:: REQUIRED ACTION ::
Transcribe exactly the lines that fall between the one holding "like [255, 137]." and the one holding "like [143, 446].", inclusive, from the entries below.
### EXCERPTED RECORDS
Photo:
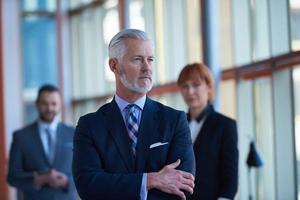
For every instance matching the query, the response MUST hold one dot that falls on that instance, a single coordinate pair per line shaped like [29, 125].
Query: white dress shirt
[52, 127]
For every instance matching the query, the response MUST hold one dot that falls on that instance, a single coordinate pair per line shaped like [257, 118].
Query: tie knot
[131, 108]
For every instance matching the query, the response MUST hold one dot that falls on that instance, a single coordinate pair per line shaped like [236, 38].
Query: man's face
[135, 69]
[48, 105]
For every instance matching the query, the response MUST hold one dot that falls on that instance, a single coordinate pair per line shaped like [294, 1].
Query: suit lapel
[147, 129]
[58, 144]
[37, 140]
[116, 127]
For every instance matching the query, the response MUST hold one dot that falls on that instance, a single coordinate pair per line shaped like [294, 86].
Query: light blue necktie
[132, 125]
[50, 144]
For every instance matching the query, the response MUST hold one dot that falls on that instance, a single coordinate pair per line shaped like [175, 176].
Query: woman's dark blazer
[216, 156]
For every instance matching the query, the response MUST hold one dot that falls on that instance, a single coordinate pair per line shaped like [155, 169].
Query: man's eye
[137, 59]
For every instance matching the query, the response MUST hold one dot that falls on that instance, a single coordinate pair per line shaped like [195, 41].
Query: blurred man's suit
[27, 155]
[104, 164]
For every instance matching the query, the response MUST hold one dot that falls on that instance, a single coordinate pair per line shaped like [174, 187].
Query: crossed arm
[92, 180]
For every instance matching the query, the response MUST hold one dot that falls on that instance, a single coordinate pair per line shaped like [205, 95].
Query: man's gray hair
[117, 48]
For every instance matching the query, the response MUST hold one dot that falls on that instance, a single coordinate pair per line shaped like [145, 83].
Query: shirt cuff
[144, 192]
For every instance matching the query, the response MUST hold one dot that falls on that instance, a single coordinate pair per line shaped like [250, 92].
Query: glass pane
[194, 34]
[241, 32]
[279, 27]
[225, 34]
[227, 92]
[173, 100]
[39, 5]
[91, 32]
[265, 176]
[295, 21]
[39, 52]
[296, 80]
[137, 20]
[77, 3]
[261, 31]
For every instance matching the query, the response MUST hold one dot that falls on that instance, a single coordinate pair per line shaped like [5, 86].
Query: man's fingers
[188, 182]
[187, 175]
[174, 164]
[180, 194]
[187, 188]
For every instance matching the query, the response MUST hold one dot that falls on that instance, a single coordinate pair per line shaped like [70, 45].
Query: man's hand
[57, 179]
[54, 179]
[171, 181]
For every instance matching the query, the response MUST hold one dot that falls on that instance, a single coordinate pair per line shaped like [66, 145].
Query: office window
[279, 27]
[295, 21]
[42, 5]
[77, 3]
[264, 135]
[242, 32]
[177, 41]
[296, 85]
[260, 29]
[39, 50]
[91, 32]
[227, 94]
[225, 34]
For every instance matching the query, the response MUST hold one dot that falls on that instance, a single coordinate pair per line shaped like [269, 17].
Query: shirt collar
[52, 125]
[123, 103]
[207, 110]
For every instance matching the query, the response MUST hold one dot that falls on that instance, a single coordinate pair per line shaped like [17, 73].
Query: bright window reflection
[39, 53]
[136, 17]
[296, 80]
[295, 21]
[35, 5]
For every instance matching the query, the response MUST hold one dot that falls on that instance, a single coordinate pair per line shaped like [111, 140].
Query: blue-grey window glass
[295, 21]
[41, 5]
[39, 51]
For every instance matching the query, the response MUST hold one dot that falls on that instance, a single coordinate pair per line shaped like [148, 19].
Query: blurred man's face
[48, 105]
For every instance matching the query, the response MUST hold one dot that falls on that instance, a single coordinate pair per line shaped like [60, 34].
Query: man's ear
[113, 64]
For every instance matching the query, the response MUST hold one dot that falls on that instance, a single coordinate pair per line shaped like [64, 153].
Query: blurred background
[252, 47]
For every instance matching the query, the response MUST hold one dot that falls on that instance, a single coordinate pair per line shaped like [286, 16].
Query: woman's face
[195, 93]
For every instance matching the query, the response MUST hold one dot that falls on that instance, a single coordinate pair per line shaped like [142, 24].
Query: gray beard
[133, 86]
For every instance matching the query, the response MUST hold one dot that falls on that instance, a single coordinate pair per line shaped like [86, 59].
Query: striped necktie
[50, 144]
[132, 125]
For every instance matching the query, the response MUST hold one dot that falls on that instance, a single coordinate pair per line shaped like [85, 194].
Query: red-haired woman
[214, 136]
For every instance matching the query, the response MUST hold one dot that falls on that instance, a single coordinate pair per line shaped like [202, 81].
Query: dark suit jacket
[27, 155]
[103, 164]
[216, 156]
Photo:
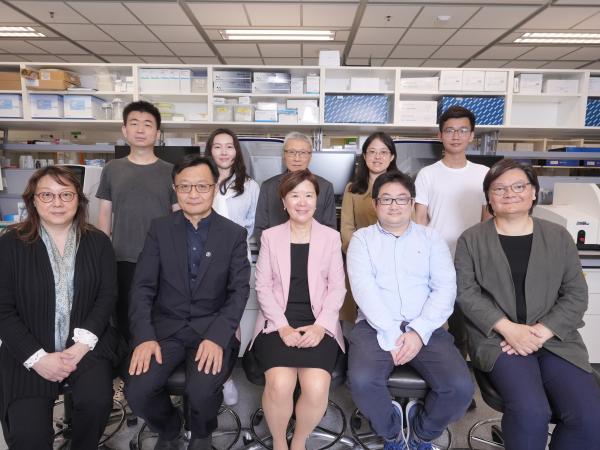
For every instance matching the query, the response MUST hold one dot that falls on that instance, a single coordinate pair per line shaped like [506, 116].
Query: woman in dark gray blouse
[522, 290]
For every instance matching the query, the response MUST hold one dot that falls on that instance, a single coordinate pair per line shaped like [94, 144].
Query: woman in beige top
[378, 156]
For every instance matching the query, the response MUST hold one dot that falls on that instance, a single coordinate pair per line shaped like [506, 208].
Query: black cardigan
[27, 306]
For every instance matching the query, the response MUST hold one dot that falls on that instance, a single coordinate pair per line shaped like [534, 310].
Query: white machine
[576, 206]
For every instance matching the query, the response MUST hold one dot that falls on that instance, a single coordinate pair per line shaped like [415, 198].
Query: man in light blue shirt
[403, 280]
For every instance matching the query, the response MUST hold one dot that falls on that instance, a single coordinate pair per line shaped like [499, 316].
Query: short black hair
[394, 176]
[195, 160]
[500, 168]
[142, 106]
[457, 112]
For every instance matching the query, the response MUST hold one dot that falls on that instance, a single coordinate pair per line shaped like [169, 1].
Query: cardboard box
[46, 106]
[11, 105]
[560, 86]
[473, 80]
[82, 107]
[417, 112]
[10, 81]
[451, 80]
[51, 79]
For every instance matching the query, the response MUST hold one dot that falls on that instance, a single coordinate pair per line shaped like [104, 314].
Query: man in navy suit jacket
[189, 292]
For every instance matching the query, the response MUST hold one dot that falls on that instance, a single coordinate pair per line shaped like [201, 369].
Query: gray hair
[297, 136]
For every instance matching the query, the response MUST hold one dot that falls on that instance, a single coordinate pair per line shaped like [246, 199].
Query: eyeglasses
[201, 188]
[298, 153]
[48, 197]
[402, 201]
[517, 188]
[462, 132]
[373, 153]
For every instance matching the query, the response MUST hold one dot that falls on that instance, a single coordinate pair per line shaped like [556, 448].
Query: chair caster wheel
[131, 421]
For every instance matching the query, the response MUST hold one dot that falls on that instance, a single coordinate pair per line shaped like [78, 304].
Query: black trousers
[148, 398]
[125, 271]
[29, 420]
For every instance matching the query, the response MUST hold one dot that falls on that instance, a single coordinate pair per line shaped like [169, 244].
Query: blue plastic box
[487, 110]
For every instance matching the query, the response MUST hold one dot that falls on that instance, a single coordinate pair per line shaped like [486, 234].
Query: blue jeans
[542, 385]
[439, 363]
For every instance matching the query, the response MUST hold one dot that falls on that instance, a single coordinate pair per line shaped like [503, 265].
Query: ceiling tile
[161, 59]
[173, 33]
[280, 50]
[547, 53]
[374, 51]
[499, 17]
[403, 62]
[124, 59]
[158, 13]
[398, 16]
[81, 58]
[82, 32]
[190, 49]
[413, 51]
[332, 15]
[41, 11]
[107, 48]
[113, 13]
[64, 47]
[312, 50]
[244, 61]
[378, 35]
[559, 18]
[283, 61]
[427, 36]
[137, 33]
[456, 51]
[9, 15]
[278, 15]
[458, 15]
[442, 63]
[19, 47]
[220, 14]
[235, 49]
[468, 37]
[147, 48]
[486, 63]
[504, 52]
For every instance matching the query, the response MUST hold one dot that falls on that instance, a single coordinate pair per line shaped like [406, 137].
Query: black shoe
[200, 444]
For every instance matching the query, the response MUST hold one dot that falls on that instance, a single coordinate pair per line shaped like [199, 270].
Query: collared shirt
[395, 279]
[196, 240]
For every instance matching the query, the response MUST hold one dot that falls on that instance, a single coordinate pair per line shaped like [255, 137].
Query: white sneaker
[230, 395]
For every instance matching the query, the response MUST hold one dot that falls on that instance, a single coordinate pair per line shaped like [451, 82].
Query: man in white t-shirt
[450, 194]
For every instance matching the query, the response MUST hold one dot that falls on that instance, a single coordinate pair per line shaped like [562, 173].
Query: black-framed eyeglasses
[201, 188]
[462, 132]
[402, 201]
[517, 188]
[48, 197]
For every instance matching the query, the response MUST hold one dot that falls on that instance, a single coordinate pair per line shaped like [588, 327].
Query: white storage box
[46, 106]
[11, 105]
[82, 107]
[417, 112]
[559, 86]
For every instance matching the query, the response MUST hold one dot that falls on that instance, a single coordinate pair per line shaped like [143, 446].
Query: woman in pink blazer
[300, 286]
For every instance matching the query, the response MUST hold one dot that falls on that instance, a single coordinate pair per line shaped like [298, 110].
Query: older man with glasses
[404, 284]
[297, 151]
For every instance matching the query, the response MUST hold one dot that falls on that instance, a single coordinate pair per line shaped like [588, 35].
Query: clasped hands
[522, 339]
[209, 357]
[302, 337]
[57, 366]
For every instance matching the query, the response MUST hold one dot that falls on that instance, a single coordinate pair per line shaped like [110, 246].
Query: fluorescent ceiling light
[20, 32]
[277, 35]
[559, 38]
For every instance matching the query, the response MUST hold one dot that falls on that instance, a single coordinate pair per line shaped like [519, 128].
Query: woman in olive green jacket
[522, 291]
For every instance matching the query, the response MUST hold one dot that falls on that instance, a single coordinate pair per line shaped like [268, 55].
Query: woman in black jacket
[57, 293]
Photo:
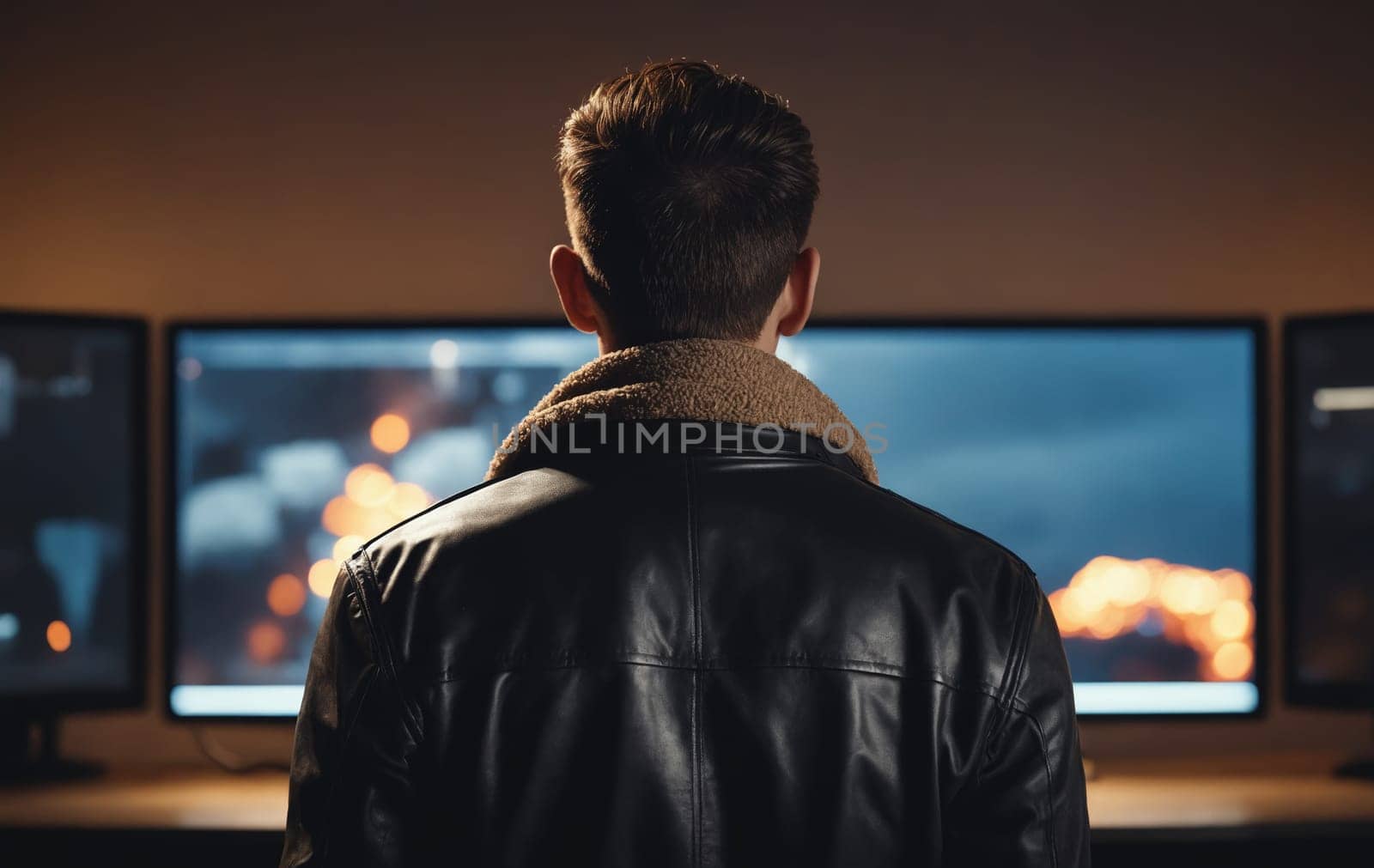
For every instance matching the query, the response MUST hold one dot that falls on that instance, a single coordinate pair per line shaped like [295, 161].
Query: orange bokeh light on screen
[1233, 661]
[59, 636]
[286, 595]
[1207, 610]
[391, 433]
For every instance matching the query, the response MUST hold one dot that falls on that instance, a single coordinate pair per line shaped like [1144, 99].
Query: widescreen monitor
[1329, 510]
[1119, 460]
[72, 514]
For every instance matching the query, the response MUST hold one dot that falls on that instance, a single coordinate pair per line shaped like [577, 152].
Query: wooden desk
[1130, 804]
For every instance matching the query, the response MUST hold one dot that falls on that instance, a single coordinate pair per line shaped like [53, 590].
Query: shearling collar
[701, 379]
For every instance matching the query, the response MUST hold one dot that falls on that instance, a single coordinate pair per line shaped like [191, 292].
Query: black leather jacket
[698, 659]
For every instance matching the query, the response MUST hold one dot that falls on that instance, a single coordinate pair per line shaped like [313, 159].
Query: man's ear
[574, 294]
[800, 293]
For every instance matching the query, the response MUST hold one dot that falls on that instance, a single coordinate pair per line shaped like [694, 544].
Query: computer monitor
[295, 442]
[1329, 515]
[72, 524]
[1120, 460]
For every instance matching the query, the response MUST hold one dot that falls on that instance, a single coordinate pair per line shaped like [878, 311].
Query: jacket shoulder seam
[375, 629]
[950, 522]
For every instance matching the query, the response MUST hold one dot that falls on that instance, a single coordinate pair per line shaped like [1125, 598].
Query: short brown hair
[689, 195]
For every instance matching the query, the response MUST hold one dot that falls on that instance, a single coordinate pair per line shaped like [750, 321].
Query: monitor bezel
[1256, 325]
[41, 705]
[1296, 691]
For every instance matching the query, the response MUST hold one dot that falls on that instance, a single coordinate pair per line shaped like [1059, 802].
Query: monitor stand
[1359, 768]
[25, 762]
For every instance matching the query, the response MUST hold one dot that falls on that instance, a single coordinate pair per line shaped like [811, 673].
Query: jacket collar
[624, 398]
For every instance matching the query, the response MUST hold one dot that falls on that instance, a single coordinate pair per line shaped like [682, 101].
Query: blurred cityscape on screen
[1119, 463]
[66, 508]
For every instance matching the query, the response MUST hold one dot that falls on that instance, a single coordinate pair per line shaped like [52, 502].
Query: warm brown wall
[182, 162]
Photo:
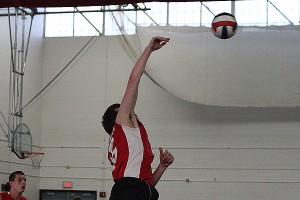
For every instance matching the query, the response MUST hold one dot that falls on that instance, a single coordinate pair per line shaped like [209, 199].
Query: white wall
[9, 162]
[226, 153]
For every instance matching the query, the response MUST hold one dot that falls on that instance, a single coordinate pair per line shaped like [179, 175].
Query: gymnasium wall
######
:: EXERCISE ANSWER ::
For every instance matching the query, the response MUST hold one dot that falls on that instance, a single coordinate pair per line shaped like [255, 137].
Query: white sneaker
[230, 395]
For every instance matching the query, the response MUST hold one dot that falls on that instance, a single coordinate pair per line shaped like [451, 82].
Query: man in white t-shirt
[450, 194]
For every instance matching the query, the response MUST hold one dot that falls on that instance, a single coordinate pair per line shaped like [562, 173].
Query: black-framed eyeglasses
[201, 188]
[462, 132]
[402, 201]
[517, 188]
[48, 197]
For every instance matching the query, the response MUST hold one dot that falls on that instance, a single coordinate pair per line shaped like [588, 327].
Query: white storage box
[46, 106]
[11, 105]
[82, 107]
[417, 112]
[559, 86]
For every instance matching the query, the response MUST hold one dot that falls on that instance, a single coordinate pair per line shaped like [143, 446].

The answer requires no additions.